> Task requirements
Below, find the line with "point: tree branch, one" in the records and copy it and every line after it to the end, word for word.

> Dataset
= = = = = = =
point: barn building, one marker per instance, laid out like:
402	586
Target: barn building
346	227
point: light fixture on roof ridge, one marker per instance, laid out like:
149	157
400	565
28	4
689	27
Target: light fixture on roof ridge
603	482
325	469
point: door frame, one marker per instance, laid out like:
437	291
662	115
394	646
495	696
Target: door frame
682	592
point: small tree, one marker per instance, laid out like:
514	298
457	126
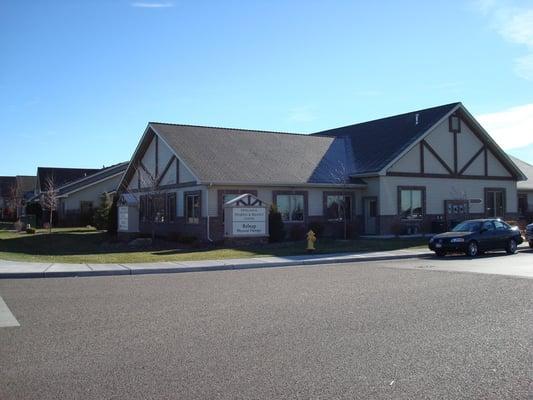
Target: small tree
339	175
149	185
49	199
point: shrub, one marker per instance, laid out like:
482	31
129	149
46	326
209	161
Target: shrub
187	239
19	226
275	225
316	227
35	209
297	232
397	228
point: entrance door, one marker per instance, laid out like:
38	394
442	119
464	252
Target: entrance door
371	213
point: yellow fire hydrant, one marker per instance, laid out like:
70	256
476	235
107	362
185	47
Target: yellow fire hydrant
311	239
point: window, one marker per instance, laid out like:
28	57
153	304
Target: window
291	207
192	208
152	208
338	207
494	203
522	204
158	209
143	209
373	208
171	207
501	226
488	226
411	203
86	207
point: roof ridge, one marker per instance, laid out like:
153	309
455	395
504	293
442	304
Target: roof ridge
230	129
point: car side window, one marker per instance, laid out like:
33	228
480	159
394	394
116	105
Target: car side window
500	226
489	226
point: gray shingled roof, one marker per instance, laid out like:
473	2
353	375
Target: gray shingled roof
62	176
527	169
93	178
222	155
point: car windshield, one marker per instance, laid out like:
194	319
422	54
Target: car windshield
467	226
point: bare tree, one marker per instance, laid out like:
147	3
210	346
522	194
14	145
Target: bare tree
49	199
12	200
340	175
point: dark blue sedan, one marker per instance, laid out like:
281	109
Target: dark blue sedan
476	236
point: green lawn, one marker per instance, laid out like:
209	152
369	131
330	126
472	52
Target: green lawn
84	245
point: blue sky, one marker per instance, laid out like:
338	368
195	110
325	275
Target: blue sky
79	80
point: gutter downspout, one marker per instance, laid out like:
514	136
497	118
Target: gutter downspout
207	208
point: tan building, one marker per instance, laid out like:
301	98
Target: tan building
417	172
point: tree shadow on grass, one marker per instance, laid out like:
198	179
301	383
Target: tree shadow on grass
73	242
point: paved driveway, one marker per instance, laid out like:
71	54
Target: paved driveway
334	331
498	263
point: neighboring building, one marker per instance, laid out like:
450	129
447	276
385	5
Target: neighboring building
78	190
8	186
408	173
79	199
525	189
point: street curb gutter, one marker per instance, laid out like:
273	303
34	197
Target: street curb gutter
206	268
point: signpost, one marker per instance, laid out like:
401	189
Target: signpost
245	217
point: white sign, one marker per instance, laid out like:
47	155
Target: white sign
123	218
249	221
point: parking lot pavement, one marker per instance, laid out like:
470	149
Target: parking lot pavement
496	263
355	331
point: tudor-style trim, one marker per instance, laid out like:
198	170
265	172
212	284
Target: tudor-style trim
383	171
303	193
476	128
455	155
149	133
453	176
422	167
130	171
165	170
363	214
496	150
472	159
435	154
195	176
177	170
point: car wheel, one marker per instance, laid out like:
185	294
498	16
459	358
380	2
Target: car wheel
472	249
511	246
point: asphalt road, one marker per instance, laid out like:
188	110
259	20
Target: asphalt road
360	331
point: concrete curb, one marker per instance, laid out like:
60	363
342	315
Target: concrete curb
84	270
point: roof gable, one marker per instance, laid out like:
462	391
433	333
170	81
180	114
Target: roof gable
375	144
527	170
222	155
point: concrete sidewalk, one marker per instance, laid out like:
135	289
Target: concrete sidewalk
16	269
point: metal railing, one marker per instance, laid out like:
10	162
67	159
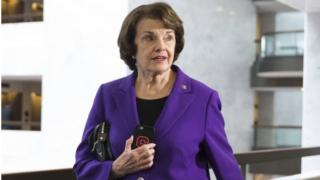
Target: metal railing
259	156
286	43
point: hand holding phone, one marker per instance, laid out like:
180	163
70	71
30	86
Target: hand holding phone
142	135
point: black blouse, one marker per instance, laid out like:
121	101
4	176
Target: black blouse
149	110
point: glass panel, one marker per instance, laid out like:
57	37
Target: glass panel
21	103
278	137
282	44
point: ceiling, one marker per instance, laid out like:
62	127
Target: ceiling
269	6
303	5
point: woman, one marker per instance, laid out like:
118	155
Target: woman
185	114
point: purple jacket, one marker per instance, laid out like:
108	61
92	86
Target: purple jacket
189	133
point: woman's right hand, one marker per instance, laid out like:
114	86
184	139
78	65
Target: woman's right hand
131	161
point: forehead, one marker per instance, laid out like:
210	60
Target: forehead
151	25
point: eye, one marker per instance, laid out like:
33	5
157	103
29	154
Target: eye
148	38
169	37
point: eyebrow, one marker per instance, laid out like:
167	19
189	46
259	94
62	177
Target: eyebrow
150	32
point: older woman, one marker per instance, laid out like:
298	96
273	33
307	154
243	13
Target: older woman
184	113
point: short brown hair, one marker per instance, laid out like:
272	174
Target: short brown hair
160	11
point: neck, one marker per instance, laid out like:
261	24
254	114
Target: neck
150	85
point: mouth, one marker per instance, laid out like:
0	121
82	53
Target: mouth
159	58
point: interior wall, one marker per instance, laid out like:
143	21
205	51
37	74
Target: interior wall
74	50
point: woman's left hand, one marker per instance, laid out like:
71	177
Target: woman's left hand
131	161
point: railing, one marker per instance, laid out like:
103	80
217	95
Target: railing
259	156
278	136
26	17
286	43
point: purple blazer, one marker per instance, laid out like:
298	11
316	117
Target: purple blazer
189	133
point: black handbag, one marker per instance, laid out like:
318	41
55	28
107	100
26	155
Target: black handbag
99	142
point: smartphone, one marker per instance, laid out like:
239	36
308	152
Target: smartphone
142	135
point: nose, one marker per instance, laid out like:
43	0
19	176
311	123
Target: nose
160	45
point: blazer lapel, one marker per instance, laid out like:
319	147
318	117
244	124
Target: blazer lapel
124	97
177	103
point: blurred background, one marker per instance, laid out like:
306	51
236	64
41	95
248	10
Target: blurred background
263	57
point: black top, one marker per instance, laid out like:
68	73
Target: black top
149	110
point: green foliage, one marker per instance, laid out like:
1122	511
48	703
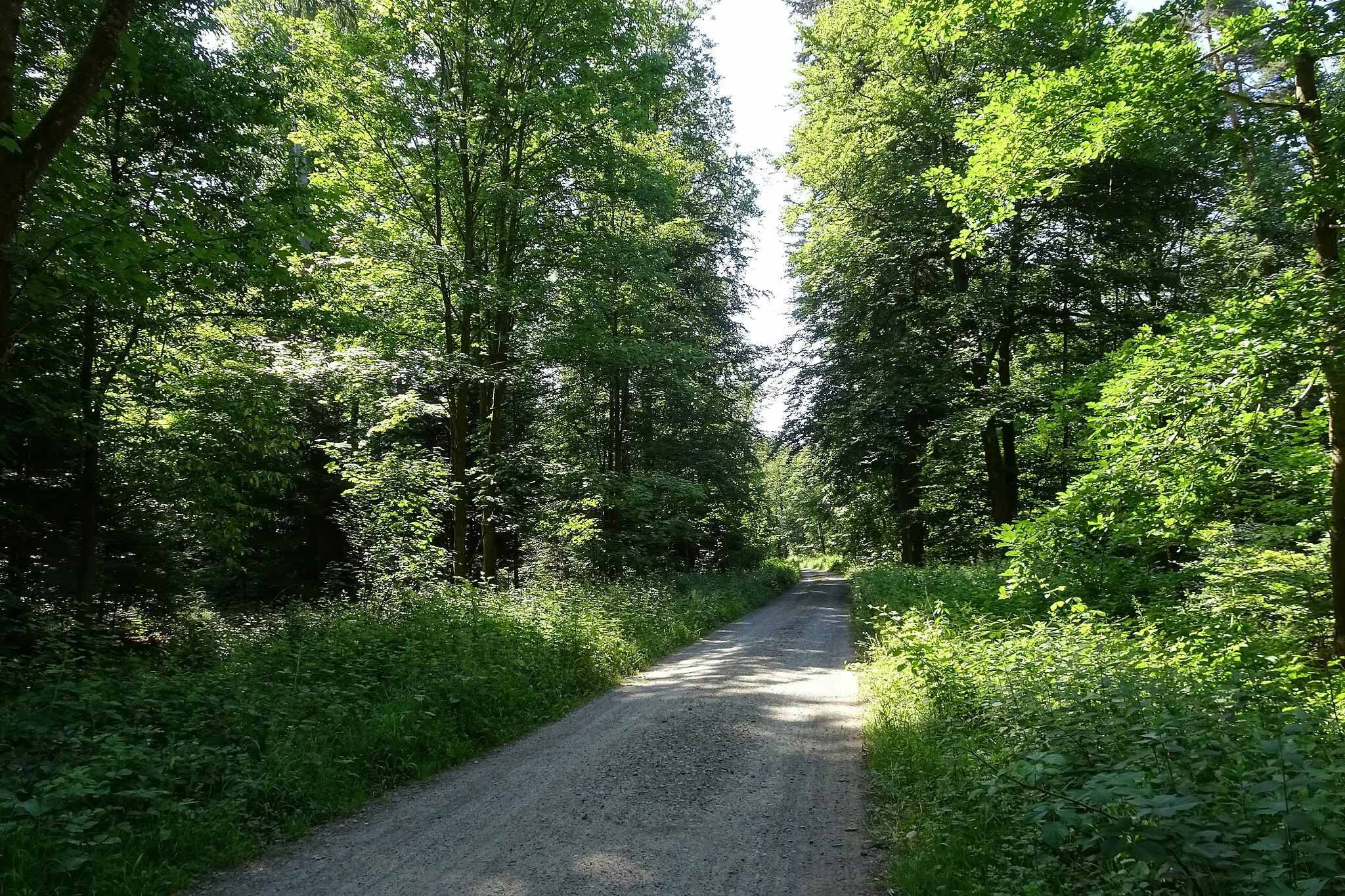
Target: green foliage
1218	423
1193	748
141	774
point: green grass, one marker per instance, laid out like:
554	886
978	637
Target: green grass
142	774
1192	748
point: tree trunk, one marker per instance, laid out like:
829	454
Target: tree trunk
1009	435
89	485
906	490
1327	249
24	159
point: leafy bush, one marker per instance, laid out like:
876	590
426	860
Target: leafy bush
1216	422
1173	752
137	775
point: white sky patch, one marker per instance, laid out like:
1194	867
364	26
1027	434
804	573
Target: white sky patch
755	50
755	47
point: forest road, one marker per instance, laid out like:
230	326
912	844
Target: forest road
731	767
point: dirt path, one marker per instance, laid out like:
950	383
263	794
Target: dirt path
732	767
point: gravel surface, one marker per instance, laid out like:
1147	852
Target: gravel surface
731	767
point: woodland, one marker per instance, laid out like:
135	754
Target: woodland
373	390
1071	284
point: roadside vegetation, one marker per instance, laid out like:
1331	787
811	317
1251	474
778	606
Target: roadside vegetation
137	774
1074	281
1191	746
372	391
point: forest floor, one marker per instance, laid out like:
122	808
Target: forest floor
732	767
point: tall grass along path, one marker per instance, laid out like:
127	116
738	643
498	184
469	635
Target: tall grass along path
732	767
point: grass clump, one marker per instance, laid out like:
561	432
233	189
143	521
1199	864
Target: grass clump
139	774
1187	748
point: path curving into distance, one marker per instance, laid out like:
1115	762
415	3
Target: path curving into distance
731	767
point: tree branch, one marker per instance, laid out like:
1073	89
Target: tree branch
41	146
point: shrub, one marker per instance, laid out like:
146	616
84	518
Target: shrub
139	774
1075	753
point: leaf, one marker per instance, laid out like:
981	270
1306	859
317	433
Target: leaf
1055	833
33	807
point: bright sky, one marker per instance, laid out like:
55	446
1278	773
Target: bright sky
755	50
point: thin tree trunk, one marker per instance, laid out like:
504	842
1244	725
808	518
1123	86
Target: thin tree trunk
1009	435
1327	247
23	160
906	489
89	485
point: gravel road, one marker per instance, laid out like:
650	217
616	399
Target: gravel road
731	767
= = = = = = =
> Finished exercise
point: tree branch, one marker per instance, laid out like:
1073	89
Target: tree branch
41	146
point: shrub, one marker per instance, laid out like:
146	616
84	518
Target: shrub
139	774
1075	753
point: leaf, one marker per instance, laid out like:
981	270
1306	859
317	433
Target: leaf
1055	833
33	807
point: bright sky, one marker per instance, laid out like:
55	446
1278	773
Target: bright sky
755	50
point: thin tree trunk, one marker per instance, laid out like:
504	842
1244	725
808	518
1123	86
Target: thin tree trunk
1009	435
1327	247
23	160
906	489
89	485
point: gravel road, one marker per instance, laid out like:
650	217
616	399
Target: gravel road
731	767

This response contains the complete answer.